[Reader-list] 13 People who made torture the American way

Vivek Narayanan vivek at sarai.net
Tue May 19 13:05:20 IST 2009


Well, at least with this list, we're finally starting at the top.

Paul D. Miller wrote:
> interesting article. I actually think that there were alot more people over the course of the 20th century - one of the bloodiest epochs of human history - that dealt with alot more "volume" of people, but hey... this is just the sideshow of the spectacle of imperial decline. Ladies and gents, we present "The Torture 13."
>
> Paul/Dj Spooky
>
> The 13 People Who Made Torture Possible 
> The Bush administration's Torture 13. 
>
> They authorized it, they decided how to implement it,
> and they crafted the legal fig leaf to justify it.
>
> by Marcy Wheeler
>
> Published on Monday, May 18, 2009 by Salon.com 
> Distributed by Common Dreams
> http://www.commondreams.org/view/2009/05/18-13
>
> On April 16, the Obama administration released four
> memos that were used to authorize torture in
> interrogations during the Bush administration. When
> President Obama released the memos, he said, "It is our
> intention to assure those who carried out their duties
> relying in good faith upon legal advice from the
> Department of Justice that they will not be subject to
> prosecution."
>
> Yet 13 key people in the Bush administration cannot
> claim they relied on the memos from the DOJ's Office of
> Legal Counsel. Some of the 13 manipulated the federal
> bureaucracy and the legal process to "preauthorize"
> torture in the days after 9/11. Others helped implement
> torture, and still others helped write the memos that
> provided the Bush administration with a legal fig leaf
> after torture had already begun.
>
> The Torture 13 exploited the federal bureaucracy to
> establish a torture regime in two ways. First, they
> based the enhanced interrogation techniques on
> techniques used in the U.S. military's Survival,
> Evasion, Resistance and Escape (SERE) program. The
> program -- which subjects volunteers from the armed
> services to simulated hostile capture situations --
> trains servicemen and -women to withstand coercion well
> enough to avoid making false confessions if captured.
> Two retired SERE psychologists contracted with the
> government to "reverse-engineer" these techniques to
> use in detainee interrogations.
>
> The Torture 13 also abused the legal review process in
> the Department of Justice in order to provide
> permission for torture. The DOJ's Office of Legal
> Counsel (OLC) played a crucial role. OLC provides
> interpretations on how laws apply to the executive
> branch. On issues where the law is unclear, like
> national security, OLC opinions can set the boundary
> for "legal" activity for executive branch employees. As
> Jack Goldsmith, OLC head from 2003 to 2004, explains
> it, "One consequence of [OLC's] power to interpret the
> law is the power to bestow on government officials what
> is effectively an advance pardon for actions taken at
> the edges of vague criminal statutes." OLC has the
> power, Goldsmith continues, to dispense
> "get-out-of-jail-free cards." The Torture 13 exploited
> this power by collaborating on a series of OLC opinions
> that repeatedly gave U.S. officials such a
> "get-out-of-jail-free card" for torturing.

-=-=-

TASK REQUIREMENTS:
1 > In the Torture 13 post, swap "Torture 13" for "Torture Thirteen" and write out the stretch from "Well, at least" through "administration's Torture 13." with that change.
2 > According to the Torture 13 post, on what date did the Obama administration release the four memos?
3 > Take the Torture 13 post further, starting right after its last sentence.
The listing after the Torture 13 post plays no part in anything here.

GIVEN RECORDS:
-=-=-

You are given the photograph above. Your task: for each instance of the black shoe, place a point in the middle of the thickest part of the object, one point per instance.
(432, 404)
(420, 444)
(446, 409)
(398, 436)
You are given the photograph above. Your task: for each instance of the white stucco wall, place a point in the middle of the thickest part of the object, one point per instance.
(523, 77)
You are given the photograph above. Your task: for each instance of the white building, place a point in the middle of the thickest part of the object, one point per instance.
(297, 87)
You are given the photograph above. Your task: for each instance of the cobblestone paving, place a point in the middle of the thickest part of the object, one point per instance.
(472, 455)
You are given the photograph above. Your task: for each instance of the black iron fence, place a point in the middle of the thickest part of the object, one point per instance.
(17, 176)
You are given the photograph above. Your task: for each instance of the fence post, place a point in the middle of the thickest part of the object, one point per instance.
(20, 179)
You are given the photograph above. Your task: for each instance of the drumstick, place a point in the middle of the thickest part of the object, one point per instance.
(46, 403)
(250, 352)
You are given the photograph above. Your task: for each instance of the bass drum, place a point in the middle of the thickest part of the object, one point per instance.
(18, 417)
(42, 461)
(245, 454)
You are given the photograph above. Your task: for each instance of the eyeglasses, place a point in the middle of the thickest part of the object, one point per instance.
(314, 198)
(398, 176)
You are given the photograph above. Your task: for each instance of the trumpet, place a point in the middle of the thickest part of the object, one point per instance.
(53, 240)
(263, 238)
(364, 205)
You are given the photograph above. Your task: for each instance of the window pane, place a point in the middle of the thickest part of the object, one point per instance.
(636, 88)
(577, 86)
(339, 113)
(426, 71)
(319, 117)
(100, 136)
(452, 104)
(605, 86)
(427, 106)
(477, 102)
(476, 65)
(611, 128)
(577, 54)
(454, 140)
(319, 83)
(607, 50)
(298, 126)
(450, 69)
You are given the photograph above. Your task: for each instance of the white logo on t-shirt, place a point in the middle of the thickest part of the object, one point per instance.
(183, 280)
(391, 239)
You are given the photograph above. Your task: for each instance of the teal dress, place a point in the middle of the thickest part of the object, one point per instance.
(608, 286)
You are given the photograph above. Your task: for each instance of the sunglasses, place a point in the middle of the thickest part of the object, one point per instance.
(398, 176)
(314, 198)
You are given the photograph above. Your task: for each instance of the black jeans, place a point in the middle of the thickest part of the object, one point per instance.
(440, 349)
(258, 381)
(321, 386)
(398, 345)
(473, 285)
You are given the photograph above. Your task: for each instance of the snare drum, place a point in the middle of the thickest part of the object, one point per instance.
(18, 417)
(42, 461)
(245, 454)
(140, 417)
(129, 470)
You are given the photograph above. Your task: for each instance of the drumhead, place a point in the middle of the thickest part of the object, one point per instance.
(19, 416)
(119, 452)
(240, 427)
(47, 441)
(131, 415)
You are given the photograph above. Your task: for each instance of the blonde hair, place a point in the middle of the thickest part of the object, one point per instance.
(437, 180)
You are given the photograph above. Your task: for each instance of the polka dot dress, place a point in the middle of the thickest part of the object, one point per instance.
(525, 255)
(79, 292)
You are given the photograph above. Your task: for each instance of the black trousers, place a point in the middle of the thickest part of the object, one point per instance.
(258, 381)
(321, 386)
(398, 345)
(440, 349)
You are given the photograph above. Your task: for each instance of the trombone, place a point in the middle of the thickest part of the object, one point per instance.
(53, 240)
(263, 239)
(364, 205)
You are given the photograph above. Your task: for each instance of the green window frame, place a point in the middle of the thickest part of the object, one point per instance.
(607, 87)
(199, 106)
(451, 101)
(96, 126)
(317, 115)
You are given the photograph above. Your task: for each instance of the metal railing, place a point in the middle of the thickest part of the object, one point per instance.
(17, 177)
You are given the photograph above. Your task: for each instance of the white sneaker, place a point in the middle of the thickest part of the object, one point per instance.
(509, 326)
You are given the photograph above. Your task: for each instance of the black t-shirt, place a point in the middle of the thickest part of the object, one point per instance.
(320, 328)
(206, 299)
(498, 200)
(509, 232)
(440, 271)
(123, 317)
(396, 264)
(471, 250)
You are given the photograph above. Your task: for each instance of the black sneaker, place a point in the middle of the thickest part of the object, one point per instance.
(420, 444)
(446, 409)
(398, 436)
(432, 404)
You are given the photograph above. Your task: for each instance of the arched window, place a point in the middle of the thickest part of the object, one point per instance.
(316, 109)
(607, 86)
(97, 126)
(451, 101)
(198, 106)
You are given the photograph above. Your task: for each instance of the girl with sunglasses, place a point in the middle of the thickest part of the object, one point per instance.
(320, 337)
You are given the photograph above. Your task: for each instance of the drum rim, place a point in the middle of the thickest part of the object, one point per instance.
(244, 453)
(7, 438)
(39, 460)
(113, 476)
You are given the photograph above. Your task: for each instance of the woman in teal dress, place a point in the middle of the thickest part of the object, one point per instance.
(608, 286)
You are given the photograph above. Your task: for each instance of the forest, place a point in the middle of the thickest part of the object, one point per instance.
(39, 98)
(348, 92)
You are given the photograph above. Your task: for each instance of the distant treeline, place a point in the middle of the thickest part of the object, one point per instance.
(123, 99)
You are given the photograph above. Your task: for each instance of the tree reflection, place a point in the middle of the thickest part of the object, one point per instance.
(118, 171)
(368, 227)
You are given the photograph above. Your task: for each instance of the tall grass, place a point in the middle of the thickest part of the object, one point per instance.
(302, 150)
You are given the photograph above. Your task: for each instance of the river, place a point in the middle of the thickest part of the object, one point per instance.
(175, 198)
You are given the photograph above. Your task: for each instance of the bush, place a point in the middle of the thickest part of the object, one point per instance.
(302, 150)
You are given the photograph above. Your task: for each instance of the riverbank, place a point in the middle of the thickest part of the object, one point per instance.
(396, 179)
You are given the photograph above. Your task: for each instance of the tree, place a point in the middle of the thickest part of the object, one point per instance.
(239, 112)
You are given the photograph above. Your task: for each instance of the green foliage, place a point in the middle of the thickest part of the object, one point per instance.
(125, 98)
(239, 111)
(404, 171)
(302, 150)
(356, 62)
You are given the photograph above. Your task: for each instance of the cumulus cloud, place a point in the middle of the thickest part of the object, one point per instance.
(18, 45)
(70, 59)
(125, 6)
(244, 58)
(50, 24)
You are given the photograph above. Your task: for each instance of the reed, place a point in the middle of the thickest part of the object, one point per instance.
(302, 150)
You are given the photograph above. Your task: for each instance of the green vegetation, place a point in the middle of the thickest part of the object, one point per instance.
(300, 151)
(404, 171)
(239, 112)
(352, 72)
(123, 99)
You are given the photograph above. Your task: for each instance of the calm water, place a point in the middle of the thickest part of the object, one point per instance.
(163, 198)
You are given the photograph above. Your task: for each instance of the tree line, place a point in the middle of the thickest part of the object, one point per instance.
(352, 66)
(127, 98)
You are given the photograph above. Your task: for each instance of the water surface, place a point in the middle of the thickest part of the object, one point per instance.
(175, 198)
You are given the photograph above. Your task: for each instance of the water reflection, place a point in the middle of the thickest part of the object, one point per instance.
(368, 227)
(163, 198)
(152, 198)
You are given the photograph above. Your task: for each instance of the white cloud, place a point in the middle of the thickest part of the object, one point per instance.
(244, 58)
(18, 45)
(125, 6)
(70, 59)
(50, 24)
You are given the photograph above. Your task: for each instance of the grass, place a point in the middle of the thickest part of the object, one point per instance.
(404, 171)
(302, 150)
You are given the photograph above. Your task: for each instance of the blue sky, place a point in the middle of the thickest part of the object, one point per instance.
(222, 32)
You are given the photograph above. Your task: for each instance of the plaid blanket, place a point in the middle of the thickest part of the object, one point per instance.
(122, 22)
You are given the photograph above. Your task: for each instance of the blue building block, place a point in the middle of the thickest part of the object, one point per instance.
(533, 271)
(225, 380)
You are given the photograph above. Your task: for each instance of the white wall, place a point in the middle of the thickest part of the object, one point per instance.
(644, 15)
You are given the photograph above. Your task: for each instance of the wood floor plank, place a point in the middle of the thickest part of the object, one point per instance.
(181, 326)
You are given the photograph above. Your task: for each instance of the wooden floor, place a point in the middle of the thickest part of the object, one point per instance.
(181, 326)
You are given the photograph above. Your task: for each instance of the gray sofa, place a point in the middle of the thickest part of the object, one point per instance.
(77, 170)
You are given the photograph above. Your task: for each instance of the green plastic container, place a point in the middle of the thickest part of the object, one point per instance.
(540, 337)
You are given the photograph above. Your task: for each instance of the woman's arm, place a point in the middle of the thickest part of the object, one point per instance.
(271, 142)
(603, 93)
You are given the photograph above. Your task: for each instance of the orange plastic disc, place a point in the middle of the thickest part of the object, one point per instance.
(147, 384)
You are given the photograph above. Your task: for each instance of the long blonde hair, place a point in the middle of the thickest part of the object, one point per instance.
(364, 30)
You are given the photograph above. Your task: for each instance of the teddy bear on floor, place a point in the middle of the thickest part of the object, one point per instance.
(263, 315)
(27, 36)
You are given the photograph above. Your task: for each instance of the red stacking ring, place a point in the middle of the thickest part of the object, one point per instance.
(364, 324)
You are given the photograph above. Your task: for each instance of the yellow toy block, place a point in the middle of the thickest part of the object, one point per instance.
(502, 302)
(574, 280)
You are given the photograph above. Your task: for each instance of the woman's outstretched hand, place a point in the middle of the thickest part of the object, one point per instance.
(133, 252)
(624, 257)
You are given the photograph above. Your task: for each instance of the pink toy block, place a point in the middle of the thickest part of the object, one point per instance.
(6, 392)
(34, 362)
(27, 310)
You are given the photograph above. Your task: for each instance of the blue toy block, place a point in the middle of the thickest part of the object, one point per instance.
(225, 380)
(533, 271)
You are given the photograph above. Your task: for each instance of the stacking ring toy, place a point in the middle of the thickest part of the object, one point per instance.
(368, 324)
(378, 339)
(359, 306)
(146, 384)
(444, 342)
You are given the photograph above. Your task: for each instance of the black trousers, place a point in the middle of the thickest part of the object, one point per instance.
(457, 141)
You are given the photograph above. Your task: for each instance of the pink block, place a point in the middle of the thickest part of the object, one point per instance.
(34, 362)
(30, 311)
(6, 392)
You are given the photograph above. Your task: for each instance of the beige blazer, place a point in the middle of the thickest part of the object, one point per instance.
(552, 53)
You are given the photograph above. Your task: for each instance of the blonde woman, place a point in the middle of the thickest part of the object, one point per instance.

-=-=-

WRITTEN RESPONSES:
1 >
Well, at least with this list, we're finally starting at the top.

Paul D. Miller wrote:
> interesting article. I actually think that there were alot more people over the course of the 20th century - one of the bloodiest epochs of human history - that dealt with alot more "volume" of people, but hey... this is just the sideshow of the spectacle of imperial decline. Ladies and gents, we present "The Torture Thirteen."
>
> Paul/Dj Spooky
>
> The 13 People Who Made Torture Possible 
> The Bush administration's Torture Thirteen.

2 > April 16

3 >
>
> Between 9/11 and the end of 2002, the Torture 13
> decided to torture, then reverse-engineered the
> techniques, and then crafted the legal cover. Here's
> who they are and what they did:
>
> 1. Dick Cheney, vice president (2001-2009)
>
> On the morning of 9/11, after the evacuation of the
> White House, Dick Cheney summoned his legal counsel,
> David Addington, to return to work. The two had worked
> together for years. In the 1980s, when Cheney was a
> congressman from Wyoming and Addington a staff attorney
> to another congressman, Cheney and Addington argued
> that in Iran-Contra, the president could ignore
> congressional guidance on foreign policy matters.
> Between 1989 and 1992, when Dick Cheney was the elder
> George Bush's secretary of defense, Addington served as
> his counsel. He and Cheney saved the only known copies
> of abusive interrogation technique manuals taught at
> the School of the Americas. Now, on the morning of
> 9/11, they worked together to plot an expansive grab of
> executive power that they claimed was the correct
> response to the terrorist threat. Within two weeks,
> they had gotten a memo asserting almost unlimited power
> for the president as "the sole organ of the Nation in
> its foreign relations," to respond to the terrorist
> attacks. As part of that expansive view of executive
> power, Cheney and Addington would argue that domestic
> and international laws prohibiting torture and abuse
> could not prevent the president from authorizing harsh
> treatment of detainees in the war against terror.
>
> But Cheney and Addington also fought bureaucratically
> to construct this torture program. Cheney led the way
> by controlling who got access to President Bush -- and
> making sure his own views preempted others'. Each time
> the torture program got into trouble as it spread
> around the globe, Cheney intervened to ward off legal
> threats and limits, by badgering the CIA's inspector
> general when he reported many problems with the
> interrogation program, and by lobbying Congress to
> legally protect those who had tortured.
>
> Most shockingly, Cheney is reported to have ordered
> torture himself, even after interrogators believed
> detainees were cooperative. Since the 2002 OLC memo
> known as "Bybee Two" that authorizes torture premises
> its authorization for torture on the assertion that
> "the interrogation team is certain that" the detainee
> "has additional information he refuses to divulge,"
> Cheney appears to have ordered torture that was illegal
> even under the spurious guidelines of the memo.
>
> 2. David Addington, counsel to the vice president
> (2001-2005), chief of staff to the vice president
> (2005-2009) David Addington championed the fight to
> argue that the president -- in his role as commander in
> chief -- could not be bound by any law, including those
> prohibiting torture. He did so in two ways. He advised
> the lawyers drawing up the legal opinions that
> justified torture. In particular, he ran a "War
> Council" with Jim Haynes, John Yoo, John Rizzo and
> Alberto Gonzales (see all four below) and other trusted
> lawyers, which crafted and executed many of the legal
> approaches to the war on terror together.
>
> In addition, Addington and Cheney wielded bureaucratic
> carrots and sticks -- notably by giving or withholding
> promotions for lawyers who supported these illegal
> policies. When Jack Goldsmith withdrew a number of OLC
> memos because of the legal problems in them, Addington
> was the sole administration lawyer who defended them.
> Addington's close bureaucratic control over the legal
> analysis process shows he was unwilling to let the
> lawyers give the administration a "good faith"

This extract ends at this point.